Restroom question/issue...

minniemouse1 said:
I don't understand the issue with the male children in a female restroom. I have 3 girls but I would not care, its not like we walk around naked in the restroom. Its all stalls. Can someone explain this????

Now a 12 year old boy in a womens locker room I would definatley be uncomfortable with.


I really don't see what the problem or uncomfortable facotor is either. It's just ridiculous.
We are
all in separate stalls, not peeing in a urinal.
I always take my 8 year old son in with me and could care less if any other women in there has a problem with that. I certainly wouldn't let him look under the stall.
I feel badly for the men who have to take thier daughter's to the bathroom. Not sure what they do. More places should really have family bathrooms.

I don't think we ever used the public bathrooms on the ship. Our stateroom was always pretty close and he was in the kid's club a lot of the time.
 
I must say that I am so thrilled I have two little girls. We have no worries that a woman is going to attack them in the women's bathroom. I love all the family bathrooms now! I know I would be afraid if I had a son to let them go into a men's bathroom alone. Unfortunately, most nutcases are men so it raises your odds.

I do get annoyed at swim lessons though when mom's bring their 5+ year old sons into the women's dressing room. More than once I have seen older boys just staring at women trying to change either in or out of their swimsuits and get their daughter's dressed. There is a sign that says only boys under 5 are allowed in the dressing rooms, but that doesn't seem to stop many of the mom's. I see how scary it must be to leave your son outside by themself but it is VERY uncomfortable to undress in front of them. Again, I am so happy I have two little girls so I do not have to deal with worrying about the men's bathroom or bringing them into a women's dressing room and making everyone uncomfortable.

Sue
:flower:
 
wow ! I just read this entire thread. I have to say, I am very leary letting my 11 year old in a public restroom by himself. Yes, I know the odds are SO slim but.....

I just thought I would mention that many kids look a lot older than they are. So please, before you get upset at someone for bringing a child into a locker room---they may not be as old as they look. My friend's husband was about 6'5" and her 3 year old was so tall he looked about 6!! And of course whenever he fussed or threw a tantrum like a 3 year old might do---many people would look at her like she was such a bad mom. She said she always felt like explaining---he's only 3!!!

I have the opposite problem. My 2 older boys are short and look very young for their age. Last week we actually had an incident where I left my child at the bowling alley on the Air Force Base to run 2 blocks away to the commissary for 45 minutes. He is 11, we spend 3 days a week at the alley, he calls it his 2nd home, we know all the people that work there, etc. etc. That is the one place I have given him some independence. His dad and I even bowled a few games with him before we left. Well, sure enough, some man thought my 11 year old couldn't be more than 7---bowling well over 170 mind you---and he approached the manager who came to get me at the commissary. uuuugh. What really upset me was that they didn't even ask my son for his ID or tell him what was going on . The manager was just worried about upsetting him. The man just assumed the worst. Don't get me wrong---I'm glad that he was concerned. Anyhow....just pointing out that kids don't always look their age.

Data block:
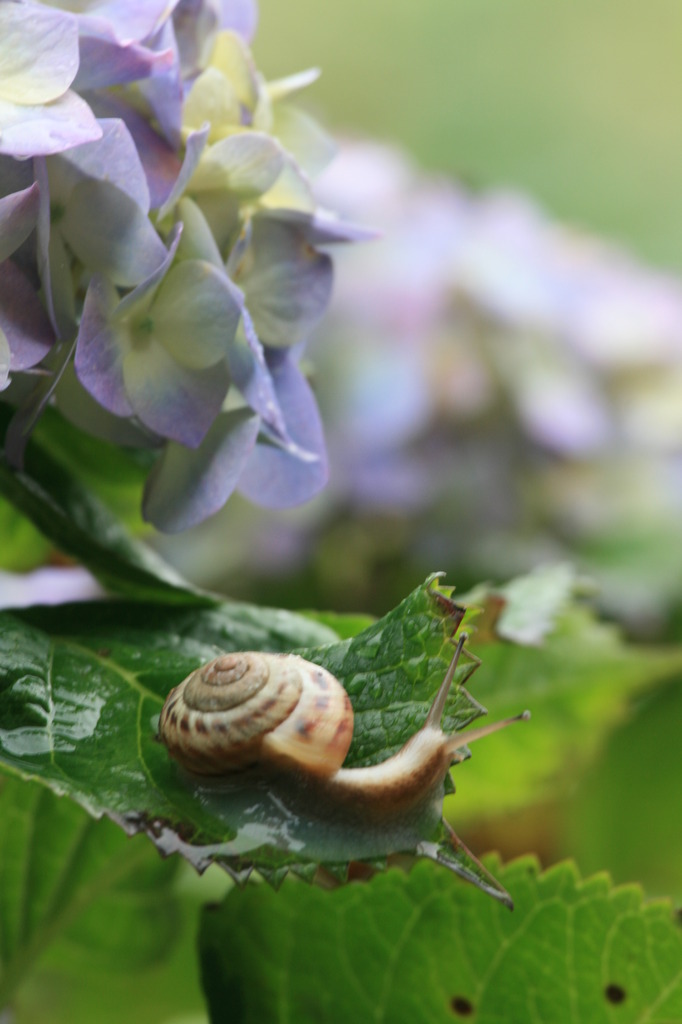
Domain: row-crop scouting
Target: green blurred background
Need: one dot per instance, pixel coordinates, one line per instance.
(576, 102)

Complete the following:
a: In the restroom discussion, what does the sign at the swim lessons dressing room say?
b: Write the next reply in the restroom discussion, picking up after its final post.

Results of the tasks:
a: Only boys under 5 are allowed in the dressing rooms.

b:
Also I have a son with Down syndrome who is 9. No way will I let him in a public restroom by himself. Not just for his safety but the fact that he will play in the urinals, play with the toilet paper, crawl under stalls. Gross!!! So if you see me in WDW I WILL have him in the bathroom with me. Sorry for those that don't like it but he won't be looking at you. He will be more concerned with me wanting him to go to the bathroom and wash his hands.

OP---have lots of fun on your cruise. Wish we were there with you!! :sunny:
 
TootyJane said:
This thread reminded me of this story. It happened in Oceanside, California in November 1998. However, Matthew Cecchi was only 9 and was killed in a restroom by a knife slash to the neck. Brandon Wilson, a drifter from Wisconsin, was picked up within days, was identified by Matthew's aunt who had been standing right outside the restroom, and admitted to the murder. I, too, have no problem bringing my youngest ds into a women's restroom.

Lisa :)
I thought of this story too - it has always haunted me!!
 

I have three sons ages 8, 7 & 4. I am a SAHM and I am constatly at places without my husband. I bring my boys into the ladies room at any place that does not have a family restroom or single toilet men's room. They may not like it but they understand that it is for their saftey. They are respectful of others in the restroom and I can't imagine it making anyone uncomfotable. Like another poster said it is not like anyone walks around naked in the women's room. I would not bring them into a women's dressing room. I feel for the fathers who have to make the same choices when they are alone with their daughters. After all, a young girl in a men's room may see more than she bargained for!! :rotfl2:

I think it all comes down to the saftey of the children. When my boys are a bit older and more "street-wise", they are very naive right now, I will let the two older ones go together.

Kelli
:groom: princess: pirate: pirate: pirate:
 
My DH says that he just picks up our now 4 yo DD and covers her eyes & takes her into a stall quickly. :) Since she finally decided to potty train that is just an issue that we have had to deal with. DS also appears to be 8 though he just turned 6. When he needs to change after swim class I check the dressing area first and if anyone is in there, he knows that his eyes will be covered & he will be walked to a stall. While murders are low in number, molestation happens all the time. Last year a mom waited outside a WM restroom for her DS and was shocked when the next man who went in found her son being molested. :( Unfortunantly in today's world precautions are necessary. The one time you let your guard down and something happens people will quickly ask where the parent was and why did they put their child in danger. :(
 
suesings said:
I must say that I am so thrilled I have two little girls. We have no worries that a woman is going to attack them in the women's bathroom. I love all the family bathrooms now! I know I would be afraid if I had a son to let them go into a men's bathroom alone. Unfortunately, most nutcases are men so it raises your odds.

I do get annoyed at swim lessons though when mom's bring their 5+ year old sons into the women's dressing room. More than once I have seen older boys just staring at women trying to change either in or out of their swimsuits and get their daughter's dressed. There is a sign that says only boys under 5 are allowed in the dressing rooms, but that doesn't seem to stop many of the mom's. I see how scary it must be to leave your son outside by themself but it is VERY uncomfortable to undress in front of them. Again, I am so happy I have two little girls so I do not have to deal with worrying about the men's bathroom or bringing them into a women's dressing room and making everyone uncomfortable.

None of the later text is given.